▶ **TASK GOAL**: Which lines of the listing below contain the word "tree"? Pick out each one and copy it in full.

....

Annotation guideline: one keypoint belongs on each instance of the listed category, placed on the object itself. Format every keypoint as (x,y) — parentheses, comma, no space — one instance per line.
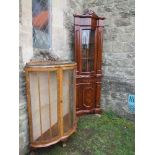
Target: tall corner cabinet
(88,29)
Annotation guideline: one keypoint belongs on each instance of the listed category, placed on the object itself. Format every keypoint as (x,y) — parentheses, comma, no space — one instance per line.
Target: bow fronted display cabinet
(88,55)
(51,102)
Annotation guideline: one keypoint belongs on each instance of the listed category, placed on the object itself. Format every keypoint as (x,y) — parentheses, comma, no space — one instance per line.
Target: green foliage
(105,135)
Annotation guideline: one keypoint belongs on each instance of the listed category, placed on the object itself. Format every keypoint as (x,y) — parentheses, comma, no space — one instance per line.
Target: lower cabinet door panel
(88,97)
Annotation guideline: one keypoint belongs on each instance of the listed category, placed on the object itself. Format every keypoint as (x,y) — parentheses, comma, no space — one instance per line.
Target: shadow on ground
(105,134)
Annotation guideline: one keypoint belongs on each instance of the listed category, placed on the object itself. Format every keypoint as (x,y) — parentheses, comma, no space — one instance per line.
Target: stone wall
(118,53)
(62,47)
(118,50)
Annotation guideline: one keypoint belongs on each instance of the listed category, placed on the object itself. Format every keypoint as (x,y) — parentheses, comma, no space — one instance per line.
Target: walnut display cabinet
(51,102)
(88,55)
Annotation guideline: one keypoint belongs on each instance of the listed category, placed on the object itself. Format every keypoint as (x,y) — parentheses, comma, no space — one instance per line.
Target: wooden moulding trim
(39,104)
(49,94)
(89,16)
(60,101)
(54,140)
(29,106)
(52,66)
(49,68)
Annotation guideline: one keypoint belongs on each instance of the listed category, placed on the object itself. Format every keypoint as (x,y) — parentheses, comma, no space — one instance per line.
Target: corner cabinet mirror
(88,29)
(51,102)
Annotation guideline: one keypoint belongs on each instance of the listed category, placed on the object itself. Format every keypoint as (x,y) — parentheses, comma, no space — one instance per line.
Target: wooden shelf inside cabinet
(88,55)
(50,88)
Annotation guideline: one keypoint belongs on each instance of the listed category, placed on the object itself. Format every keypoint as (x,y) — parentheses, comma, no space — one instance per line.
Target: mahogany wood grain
(88,83)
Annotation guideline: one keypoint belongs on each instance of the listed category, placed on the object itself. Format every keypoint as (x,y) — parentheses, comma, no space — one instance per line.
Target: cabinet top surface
(50,63)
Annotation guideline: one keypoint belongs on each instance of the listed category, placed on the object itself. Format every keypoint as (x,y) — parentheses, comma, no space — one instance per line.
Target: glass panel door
(88,49)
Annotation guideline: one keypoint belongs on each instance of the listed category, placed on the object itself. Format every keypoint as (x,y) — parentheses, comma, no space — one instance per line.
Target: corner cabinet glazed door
(86,86)
(88,50)
(88,55)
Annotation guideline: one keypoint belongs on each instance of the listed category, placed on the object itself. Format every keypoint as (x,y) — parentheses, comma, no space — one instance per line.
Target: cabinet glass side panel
(34,94)
(43,92)
(88,49)
(68,100)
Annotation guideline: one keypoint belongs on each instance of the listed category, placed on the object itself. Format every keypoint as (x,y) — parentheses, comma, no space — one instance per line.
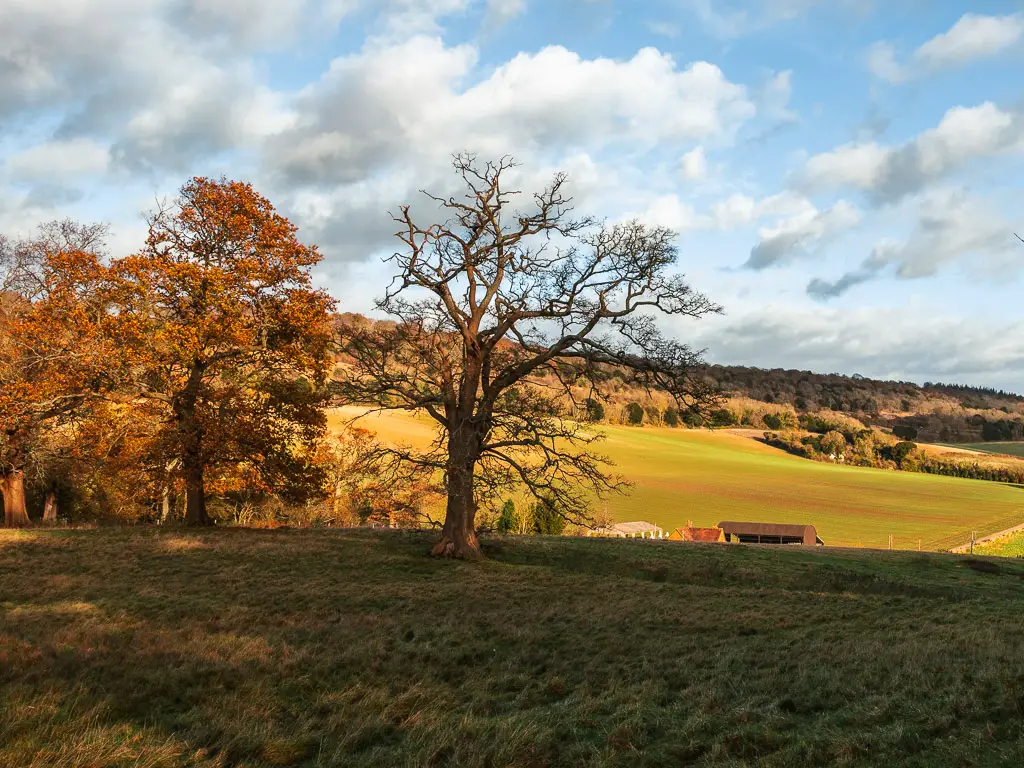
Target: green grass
(708,477)
(150,647)
(1008,449)
(1011,546)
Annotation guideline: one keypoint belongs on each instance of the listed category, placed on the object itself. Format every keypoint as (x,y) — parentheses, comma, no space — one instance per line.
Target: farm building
(690,534)
(640,529)
(770,532)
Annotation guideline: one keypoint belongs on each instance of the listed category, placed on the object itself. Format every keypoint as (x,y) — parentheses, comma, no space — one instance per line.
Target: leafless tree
(502,317)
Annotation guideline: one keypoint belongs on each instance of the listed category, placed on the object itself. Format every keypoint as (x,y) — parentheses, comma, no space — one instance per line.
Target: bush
(723,418)
(508,520)
(834,444)
(595,411)
(692,419)
(671,417)
(634,414)
(547,521)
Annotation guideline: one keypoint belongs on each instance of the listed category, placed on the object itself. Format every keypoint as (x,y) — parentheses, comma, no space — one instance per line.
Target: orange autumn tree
(224,334)
(54,358)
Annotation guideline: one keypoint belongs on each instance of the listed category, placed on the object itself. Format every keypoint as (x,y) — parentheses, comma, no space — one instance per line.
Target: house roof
(634,527)
(698,535)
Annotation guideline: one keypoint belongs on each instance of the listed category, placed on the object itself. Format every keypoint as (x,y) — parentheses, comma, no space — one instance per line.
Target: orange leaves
(221,324)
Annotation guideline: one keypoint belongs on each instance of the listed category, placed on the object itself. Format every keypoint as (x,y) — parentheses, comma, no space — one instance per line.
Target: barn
(770,532)
(691,534)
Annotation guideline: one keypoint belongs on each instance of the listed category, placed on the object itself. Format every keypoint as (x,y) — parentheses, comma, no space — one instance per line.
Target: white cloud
(889,174)
(951,226)
(796,237)
(59,160)
(885,342)
(500,12)
(881,59)
(775,97)
(738,210)
(973,37)
(694,165)
(401,109)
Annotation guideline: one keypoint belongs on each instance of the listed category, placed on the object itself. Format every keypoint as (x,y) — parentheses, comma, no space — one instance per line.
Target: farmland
(707,477)
(171,647)
(1011,546)
(1007,449)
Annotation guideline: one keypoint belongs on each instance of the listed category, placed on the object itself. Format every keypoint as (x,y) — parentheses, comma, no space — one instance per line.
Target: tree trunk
(12,488)
(50,509)
(190,430)
(459,535)
(195,494)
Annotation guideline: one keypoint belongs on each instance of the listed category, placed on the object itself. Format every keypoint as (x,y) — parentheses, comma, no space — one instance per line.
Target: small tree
(692,419)
(224,334)
(834,443)
(723,417)
(547,520)
(508,520)
(634,414)
(53,356)
(498,311)
(595,410)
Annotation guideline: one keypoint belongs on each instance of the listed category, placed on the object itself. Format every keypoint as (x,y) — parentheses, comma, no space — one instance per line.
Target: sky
(845,176)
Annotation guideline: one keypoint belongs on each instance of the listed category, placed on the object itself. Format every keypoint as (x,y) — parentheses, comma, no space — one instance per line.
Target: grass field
(1011,546)
(162,647)
(1008,449)
(708,477)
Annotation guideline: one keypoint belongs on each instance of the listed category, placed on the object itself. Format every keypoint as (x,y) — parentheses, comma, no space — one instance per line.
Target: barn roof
(768,528)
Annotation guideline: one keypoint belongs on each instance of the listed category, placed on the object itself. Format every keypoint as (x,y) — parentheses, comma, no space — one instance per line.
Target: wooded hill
(929,413)
(761,398)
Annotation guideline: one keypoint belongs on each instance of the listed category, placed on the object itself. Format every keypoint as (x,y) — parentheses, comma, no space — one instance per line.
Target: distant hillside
(809,391)
(929,413)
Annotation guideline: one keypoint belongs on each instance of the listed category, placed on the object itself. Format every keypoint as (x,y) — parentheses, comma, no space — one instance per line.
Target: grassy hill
(150,647)
(707,477)
(1009,449)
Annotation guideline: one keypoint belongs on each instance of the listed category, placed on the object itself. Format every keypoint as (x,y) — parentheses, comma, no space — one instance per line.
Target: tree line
(202,366)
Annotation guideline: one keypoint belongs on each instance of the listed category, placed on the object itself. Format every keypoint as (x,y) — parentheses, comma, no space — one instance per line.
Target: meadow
(155,648)
(1005,449)
(1011,546)
(680,475)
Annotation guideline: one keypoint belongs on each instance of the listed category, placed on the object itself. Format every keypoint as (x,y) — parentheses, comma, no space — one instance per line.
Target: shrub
(671,417)
(547,521)
(834,443)
(595,410)
(692,419)
(634,414)
(723,418)
(508,520)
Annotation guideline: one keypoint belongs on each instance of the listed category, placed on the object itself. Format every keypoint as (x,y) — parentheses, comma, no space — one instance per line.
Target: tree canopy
(506,320)
(225,337)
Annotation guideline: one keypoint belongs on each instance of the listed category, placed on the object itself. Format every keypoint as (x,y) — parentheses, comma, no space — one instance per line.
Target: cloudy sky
(846,176)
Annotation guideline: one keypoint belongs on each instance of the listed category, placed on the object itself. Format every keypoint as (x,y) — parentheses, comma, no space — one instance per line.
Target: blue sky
(845,175)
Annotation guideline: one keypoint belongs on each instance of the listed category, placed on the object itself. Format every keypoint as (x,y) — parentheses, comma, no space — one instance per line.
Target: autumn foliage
(197,365)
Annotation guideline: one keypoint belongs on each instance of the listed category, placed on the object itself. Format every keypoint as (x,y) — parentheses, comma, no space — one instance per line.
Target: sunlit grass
(707,477)
(331,648)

....

▶ **ANSWER TO THIS TASK**:
Target: leafless tree
Target: orange autumn tree
Target: tree trunk
Target: small tree
Target: tree line
Target: tree canopy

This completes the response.